Required action. Could you print out every entry, character for character?

==== Supplied data

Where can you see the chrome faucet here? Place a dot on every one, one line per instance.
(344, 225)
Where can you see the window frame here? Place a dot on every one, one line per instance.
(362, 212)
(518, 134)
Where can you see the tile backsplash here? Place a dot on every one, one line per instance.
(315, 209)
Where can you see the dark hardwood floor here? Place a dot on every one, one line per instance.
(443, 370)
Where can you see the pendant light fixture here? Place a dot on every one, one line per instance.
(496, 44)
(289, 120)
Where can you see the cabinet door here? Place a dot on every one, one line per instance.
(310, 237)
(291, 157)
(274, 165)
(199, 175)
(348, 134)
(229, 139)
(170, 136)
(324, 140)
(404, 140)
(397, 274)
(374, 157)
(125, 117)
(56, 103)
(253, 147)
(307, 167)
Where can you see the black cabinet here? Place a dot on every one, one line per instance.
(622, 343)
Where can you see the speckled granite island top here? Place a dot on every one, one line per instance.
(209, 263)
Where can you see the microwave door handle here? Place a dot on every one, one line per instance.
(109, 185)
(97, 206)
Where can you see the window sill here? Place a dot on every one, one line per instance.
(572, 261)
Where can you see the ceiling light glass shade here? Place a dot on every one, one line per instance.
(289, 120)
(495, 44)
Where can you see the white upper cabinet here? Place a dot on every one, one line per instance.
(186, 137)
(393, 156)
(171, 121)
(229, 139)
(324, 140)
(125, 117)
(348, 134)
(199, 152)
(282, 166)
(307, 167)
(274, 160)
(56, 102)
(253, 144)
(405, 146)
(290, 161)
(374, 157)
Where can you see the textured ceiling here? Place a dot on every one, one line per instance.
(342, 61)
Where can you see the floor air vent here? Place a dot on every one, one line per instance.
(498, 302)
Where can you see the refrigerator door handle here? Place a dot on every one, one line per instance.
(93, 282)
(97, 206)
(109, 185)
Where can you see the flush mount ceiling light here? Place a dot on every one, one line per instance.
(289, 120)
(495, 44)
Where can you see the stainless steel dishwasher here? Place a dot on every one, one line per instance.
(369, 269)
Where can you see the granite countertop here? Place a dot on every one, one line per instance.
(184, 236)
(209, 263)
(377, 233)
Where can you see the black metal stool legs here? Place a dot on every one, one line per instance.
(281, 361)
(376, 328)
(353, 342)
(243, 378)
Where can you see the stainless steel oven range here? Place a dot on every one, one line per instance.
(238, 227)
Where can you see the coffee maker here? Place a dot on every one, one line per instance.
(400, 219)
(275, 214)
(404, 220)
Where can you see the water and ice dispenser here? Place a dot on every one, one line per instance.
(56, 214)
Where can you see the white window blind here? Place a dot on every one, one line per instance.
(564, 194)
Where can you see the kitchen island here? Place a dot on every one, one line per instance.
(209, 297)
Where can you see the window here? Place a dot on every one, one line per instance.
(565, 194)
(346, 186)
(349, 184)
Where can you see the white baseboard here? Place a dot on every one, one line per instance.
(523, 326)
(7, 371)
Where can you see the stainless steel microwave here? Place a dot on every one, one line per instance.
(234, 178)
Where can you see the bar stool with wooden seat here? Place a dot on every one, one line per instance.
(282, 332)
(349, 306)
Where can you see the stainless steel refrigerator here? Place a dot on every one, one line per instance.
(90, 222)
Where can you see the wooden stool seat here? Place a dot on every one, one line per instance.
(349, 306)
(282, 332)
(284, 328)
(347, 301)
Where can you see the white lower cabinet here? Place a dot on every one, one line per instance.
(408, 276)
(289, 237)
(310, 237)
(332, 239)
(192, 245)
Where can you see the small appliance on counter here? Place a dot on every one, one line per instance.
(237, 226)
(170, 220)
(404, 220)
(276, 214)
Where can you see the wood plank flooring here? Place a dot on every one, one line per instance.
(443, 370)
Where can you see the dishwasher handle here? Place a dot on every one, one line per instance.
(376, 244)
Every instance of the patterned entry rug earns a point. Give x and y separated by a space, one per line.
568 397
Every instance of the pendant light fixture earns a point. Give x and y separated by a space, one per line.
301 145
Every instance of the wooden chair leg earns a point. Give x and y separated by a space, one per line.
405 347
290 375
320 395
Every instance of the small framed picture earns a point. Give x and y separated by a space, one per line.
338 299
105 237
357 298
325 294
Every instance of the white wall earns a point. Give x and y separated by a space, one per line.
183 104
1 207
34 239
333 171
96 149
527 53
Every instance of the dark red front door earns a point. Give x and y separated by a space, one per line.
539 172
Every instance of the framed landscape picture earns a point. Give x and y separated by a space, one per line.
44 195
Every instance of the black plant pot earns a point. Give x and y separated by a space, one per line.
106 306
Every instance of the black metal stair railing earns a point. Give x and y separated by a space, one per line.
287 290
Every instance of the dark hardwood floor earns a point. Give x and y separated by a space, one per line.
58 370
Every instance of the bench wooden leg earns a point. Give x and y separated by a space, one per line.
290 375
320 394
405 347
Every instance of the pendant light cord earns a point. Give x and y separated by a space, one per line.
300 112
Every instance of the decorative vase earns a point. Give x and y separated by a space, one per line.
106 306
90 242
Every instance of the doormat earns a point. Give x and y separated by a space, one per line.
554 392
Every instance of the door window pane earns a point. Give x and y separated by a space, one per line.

========

Completed task.
Where can you see the chrome faucet here? Place a dot on every one, one line per instance.
(344, 225)
Where can you see the window frame here? Place a dot on every one, one line per instance.
(362, 212)
(518, 134)
Where can you see the tile backsplash here? Place a dot on every one, one line per instance.
(315, 209)
Where can you see the dark hardwood floor here? Place a dot on every one, one line per instance.
(443, 370)
Where can you see the pendant light fixture here? Place a dot on every one, one line per instance.
(496, 44)
(289, 120)
Where can you see the cabinet door here? Place a dot on every one, one line per instance.
(310, 237)
(291, 157)
(274, 165)
(199, 175)
(348, 134)
(229, 139)
(170, 136)
(324, 140)
(404, 140)
(397, 274)
(374, 157)
(125, 117)
(56, 103)
(253, 147)
(307, 167)
Where can you see the black cabinet here? Place a dot on every one, one line per instance.
(622, 343)
Where can you see the speckled granite island top here? Place a dot on every one, one line per instance.
(209, 263)
Where can you see the microwave door handle here? Place a dot on every one, one line per instance.
(109, 185)
(97, 206)
Where can you see the window sill here? Place a dot on every one, one line per instance.
(572, 261)
Where can you see the ceiling light glass shade here? Place a dot on every one, one line per instance.
(289, 120)
(495, 44)
Where can you see the white upper cabinet here? Place a dot on every one, one line per instance.
(186, 137)
(393, 156)
(171, 121)
(229, 139)
(324, 140)
(125, 117)
(348, 134)
(199, 152)
(282, 166)
(307, 167)
(274, 160)
(56, 102)
(253, 144)
(405, 146)
(290, 161)
(374, 157)
Where can you see the textured ceiling here? Place a dot on every one, one line per instance.
(342, 61)
Where can you see the floor air vent here? Place a dot on every one, one line per instance.
(498, 302)
Where can you see the refrigerator door handle here? Place a dot on every one, one line per instance.
(93, 282)
(97, 206)
(109, 185)
Where can you see the flush mount ceiling light here? Place a dot on every one, one line per instance.
(289, 120)
(495, 44)
Where can you see the stainless steel dishwasher here? Place a dot on every one, one line per instance.
(369, 269)
Where can you see the granite countertop here? Place a dot on every one, one line per instance.
(184, 236)
(209, 263)
(377, 233)
Where can you see the black metal stool legs here? Place a dot on every one, one line per instance.
(281, 361)
(376, 328)
(353, 342)
(243, 378)
Where can you see the stainless steel oven range here? Place a dot on every one, one line per instance.
(238, 227)
Where can you see the coffee maker here? Place a dot on every one, one line per instance.
(400, 219)
(275, 214)
(404, 220)
Where can you see the water and ice dispenser here? Place a dot on every one, one line per instance.
(56, 214)
Where can you see the white window blind here? Place a dot on every one, one line per instance.
(564, 194)
Where can you see the kitchen island here? Place a dot on every one, one line per instance.
(209, 297)
Where can you see the window here? Place a dot on every one, one line per instance.
(565, 194)
(346, 186)
(349, 184)
Where can you see the white baseboard here? Place a dot on every one, one line per instance.
(523, 326)
(7, 371)
Where can you see the stainless steel microwave here? Place a dot on every one, one line per instance.
(234, 178)
Where can you see the bar stool with wooden seat here? Place a dot on every one, one line per instance.
(282, 332)
(349, 306)
Where can you see the stainless steel refrigerator here? Place a dot on every one, one line per instance.
(90, 222)
Where can you see the wooden stool seat here? Place a dot on every one, one line per instance.
(349, 306)
(282, 332)
(284, 328)
(347, 301)
Where can you see the white lower cabinet here? Place a dot on every one, one line per instance.
(408, 276)
(289, 237)
(310, 237)
(332, 239)
(192, 245)
Where can you see the small appliance on counter here? Place a dot on every one, one line per instance.
(237, 226)
(170, 220)
(404, 220)
(276, 214)
Where can you see the wood plank flooring here? Place a dot on every one, one line per instance.
(443, 370)
Where can you see the dishwasher handle here? Place a dot on every one, one line per instance.
(376, 244)
Every instance of the patterned entry rug earns a point. Give x and y separated by a space, one per line.
568 397
Every instance of the pendant light fixture earns a point. Give x and y separated by a space, one per line.
301 145
Every instance of the wooden chair leg earns a point. Give x and y separated by a space, one per line.
405 347
290 375
320 395
Every instance of the small framed picture earns a point. Give x and y separated by a space, one per line.
338 299
105 237
357 298
325 294
Every instance of the white wall earns a point. Give x and y separated by a space, one per line.
183 104
1 207
34 239
333 171
96 149
527 53
Every instance of the dark red front door earns a point. Give x and y separated by a space, one per line.
539 172
Every instance of the framed landscape picture earns a point. Give x and y separated by a space, one per line.
44 195
Every instance of the black plant pot earns a point. Give x and y separated by a space, one per line.
106 306
Every instance of the black metal stair railing earns a point. Give x and y separated by a space, one per line.
287 290
Every instance of the dark hardwood floor earns a point. Give x and y separated by a space, one per line.
58 370
Every instance of the bench wooden leg earns a point. Give x and y separated by a space, one per line.
290 375
320 394
405 347
Every instance of the pendant light cord earns a point. Give x and y separated by a space, one per line.
300 112
Every instance of the decorative vase earns a point. Give x and y separated by a space, one per line.
106 306
90 242
Every instance of the doormat earns a point. Give x and y separated by a space, one per line.
554 392
Every instance of the door window pane earns a point. Give x and y separated by a space, one per line.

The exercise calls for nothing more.